Saving and loading graphs
The fastest way to ingest a graph is to load one from Raphtory's on-disk format using the load_from_file()
function on the graph. This does require first ingesting via one of the prior methods and saving the produced graph via save_to_file()
, but means for large datasets you do not need to parse the data every time you run a Raphtory script.
Info
This is similar to pickling and can make a drastic difference on ingestion, especially if your datasets require a lot of preprocessing.
In the example below we ingest the edge dataframe from the last section, save this graph and reload it into a second graph. These are both printed to show they contain the same data.
Warning
Due to the ongoing development of Raphtory, a saved graph is not guaranteed to be consistent across versions.
from raphtory import Graph
import pandas as pd
edges_df = pd.read_csv("data/network_traffic_edges.csv")

EXTRACTED DATA

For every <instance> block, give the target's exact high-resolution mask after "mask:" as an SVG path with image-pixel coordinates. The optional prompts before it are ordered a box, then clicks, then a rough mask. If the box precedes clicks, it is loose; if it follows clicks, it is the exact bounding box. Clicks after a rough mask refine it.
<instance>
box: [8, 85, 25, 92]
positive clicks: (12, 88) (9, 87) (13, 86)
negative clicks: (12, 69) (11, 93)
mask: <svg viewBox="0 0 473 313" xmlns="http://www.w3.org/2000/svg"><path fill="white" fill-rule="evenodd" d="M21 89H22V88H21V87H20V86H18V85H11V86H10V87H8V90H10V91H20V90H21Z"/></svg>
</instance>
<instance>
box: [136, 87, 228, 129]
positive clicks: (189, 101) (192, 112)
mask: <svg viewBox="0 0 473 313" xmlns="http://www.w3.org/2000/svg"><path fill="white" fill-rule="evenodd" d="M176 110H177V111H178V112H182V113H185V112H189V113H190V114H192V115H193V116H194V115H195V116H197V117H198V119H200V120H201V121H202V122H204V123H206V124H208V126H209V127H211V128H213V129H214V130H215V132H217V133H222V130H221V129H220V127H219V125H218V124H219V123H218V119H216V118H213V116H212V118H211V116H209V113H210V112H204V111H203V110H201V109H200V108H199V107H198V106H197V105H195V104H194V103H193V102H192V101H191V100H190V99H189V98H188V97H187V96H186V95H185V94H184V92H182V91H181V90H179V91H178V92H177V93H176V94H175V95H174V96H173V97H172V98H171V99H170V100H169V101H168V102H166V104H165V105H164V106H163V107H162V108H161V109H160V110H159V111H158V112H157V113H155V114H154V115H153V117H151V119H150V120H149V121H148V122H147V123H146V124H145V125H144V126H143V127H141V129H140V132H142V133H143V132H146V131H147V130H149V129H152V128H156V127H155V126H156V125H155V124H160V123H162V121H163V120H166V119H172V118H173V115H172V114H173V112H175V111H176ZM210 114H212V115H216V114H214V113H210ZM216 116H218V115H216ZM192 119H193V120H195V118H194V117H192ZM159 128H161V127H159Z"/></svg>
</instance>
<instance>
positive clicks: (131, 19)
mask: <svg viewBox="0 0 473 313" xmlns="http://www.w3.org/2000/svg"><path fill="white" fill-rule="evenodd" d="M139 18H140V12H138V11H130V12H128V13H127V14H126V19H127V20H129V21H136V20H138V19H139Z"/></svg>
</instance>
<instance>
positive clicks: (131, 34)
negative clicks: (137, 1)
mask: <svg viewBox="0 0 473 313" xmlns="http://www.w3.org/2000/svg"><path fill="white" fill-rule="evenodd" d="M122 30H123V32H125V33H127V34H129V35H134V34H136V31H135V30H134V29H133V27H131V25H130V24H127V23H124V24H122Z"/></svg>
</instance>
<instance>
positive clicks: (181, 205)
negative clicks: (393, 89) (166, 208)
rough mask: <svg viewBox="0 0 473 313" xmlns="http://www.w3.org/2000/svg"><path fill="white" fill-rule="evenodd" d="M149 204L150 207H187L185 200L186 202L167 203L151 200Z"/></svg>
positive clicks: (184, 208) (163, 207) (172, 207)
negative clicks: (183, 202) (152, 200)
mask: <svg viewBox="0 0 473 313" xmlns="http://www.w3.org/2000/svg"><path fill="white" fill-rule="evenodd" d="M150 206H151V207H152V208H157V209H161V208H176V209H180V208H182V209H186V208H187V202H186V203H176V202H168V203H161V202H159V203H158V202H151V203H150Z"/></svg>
...
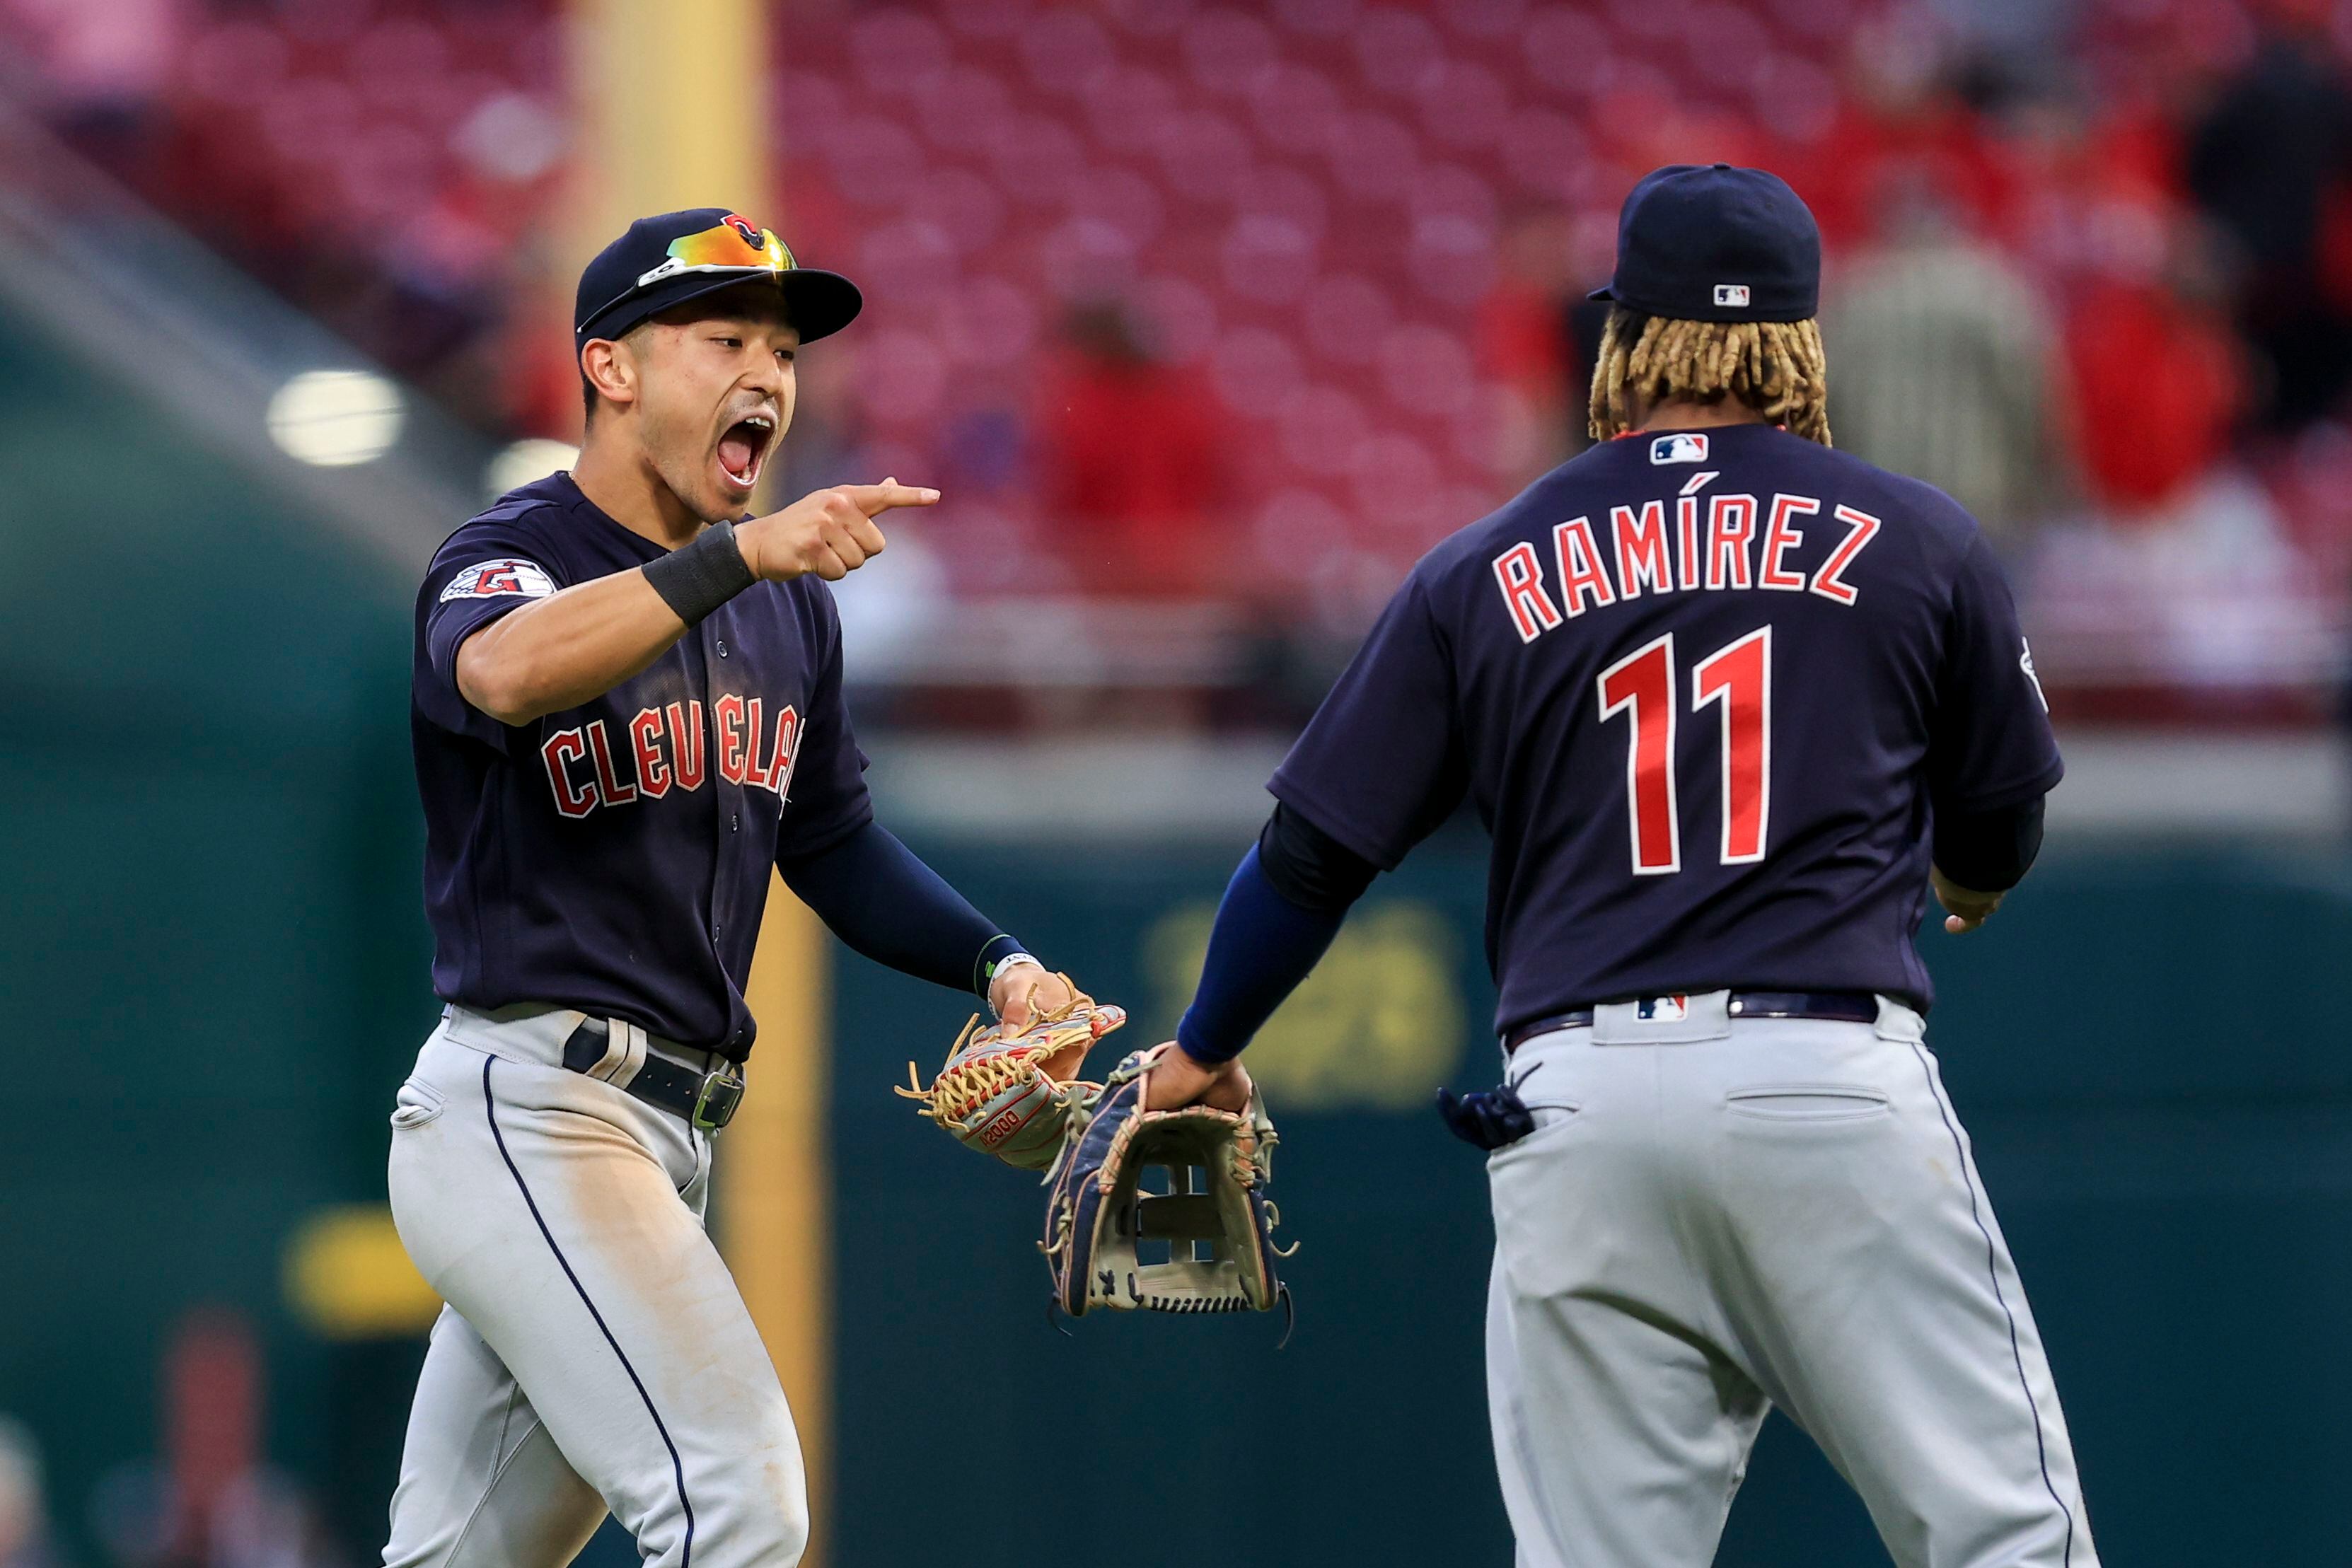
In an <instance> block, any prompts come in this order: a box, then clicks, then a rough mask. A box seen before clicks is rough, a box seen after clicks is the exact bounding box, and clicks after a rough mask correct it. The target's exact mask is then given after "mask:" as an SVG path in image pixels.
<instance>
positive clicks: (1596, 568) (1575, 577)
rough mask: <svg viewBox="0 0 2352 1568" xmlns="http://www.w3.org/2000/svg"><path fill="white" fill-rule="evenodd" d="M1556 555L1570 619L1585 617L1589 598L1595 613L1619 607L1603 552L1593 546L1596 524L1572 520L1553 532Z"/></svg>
---
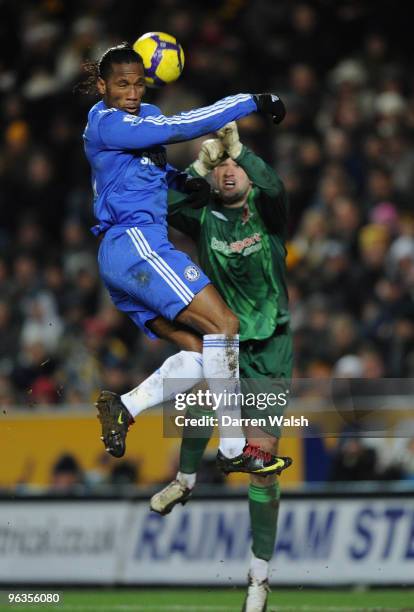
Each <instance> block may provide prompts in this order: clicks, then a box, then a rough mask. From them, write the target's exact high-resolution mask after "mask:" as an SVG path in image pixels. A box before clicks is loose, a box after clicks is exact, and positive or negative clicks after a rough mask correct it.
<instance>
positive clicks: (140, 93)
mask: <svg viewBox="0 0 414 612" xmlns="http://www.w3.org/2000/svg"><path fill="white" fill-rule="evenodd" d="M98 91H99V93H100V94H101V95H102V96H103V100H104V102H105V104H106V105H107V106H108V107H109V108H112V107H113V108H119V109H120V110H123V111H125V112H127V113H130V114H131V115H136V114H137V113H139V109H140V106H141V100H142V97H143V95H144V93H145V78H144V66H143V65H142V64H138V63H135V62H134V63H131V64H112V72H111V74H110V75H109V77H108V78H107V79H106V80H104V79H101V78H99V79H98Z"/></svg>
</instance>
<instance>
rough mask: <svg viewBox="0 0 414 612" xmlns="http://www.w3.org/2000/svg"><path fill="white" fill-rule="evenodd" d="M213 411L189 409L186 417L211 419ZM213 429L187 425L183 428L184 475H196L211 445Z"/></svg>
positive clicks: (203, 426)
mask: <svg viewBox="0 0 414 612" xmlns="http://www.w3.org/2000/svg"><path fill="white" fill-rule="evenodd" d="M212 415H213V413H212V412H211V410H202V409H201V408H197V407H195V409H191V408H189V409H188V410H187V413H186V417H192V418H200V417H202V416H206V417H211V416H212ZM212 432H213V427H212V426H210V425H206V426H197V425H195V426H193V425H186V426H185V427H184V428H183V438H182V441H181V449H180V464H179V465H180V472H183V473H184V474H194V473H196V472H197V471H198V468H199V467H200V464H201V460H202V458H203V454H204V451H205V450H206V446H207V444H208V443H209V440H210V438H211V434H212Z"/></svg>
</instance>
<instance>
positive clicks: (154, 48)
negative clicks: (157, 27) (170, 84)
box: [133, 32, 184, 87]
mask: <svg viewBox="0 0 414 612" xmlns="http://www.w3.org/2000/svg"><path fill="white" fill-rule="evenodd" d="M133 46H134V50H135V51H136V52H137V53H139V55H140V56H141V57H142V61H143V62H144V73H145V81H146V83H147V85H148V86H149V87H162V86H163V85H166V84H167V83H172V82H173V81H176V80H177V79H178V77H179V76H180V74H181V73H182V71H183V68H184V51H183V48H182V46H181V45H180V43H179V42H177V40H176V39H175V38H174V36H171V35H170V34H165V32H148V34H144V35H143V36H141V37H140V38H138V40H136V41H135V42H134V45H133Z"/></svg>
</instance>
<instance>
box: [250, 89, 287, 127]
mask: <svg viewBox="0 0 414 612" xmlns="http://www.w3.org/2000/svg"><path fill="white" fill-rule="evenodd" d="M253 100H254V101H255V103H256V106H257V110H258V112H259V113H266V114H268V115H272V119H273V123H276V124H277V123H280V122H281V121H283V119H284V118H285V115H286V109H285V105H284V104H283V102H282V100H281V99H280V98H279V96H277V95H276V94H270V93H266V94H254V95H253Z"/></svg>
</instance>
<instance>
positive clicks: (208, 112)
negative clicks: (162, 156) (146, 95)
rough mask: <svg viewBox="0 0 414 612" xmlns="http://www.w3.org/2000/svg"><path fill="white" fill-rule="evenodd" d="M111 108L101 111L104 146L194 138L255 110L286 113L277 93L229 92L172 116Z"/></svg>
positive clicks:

WHAT THE EXERCISE ASKS
In the passage on saving and loading graphs, why is it worth first saving an ingested graph with save_to_file() and then loading it with load_from_file()? Answer in one to three sentences.

WRITTEN ANSWER
For large datasets, you then do not need to parse the data every time you run a Raphtory script, because loading from Raphtory's on-disk format is the fastest way to ingest a graph. This can make a drastic difference on ingestion, especially when a dataset requires a lot of preprocessing.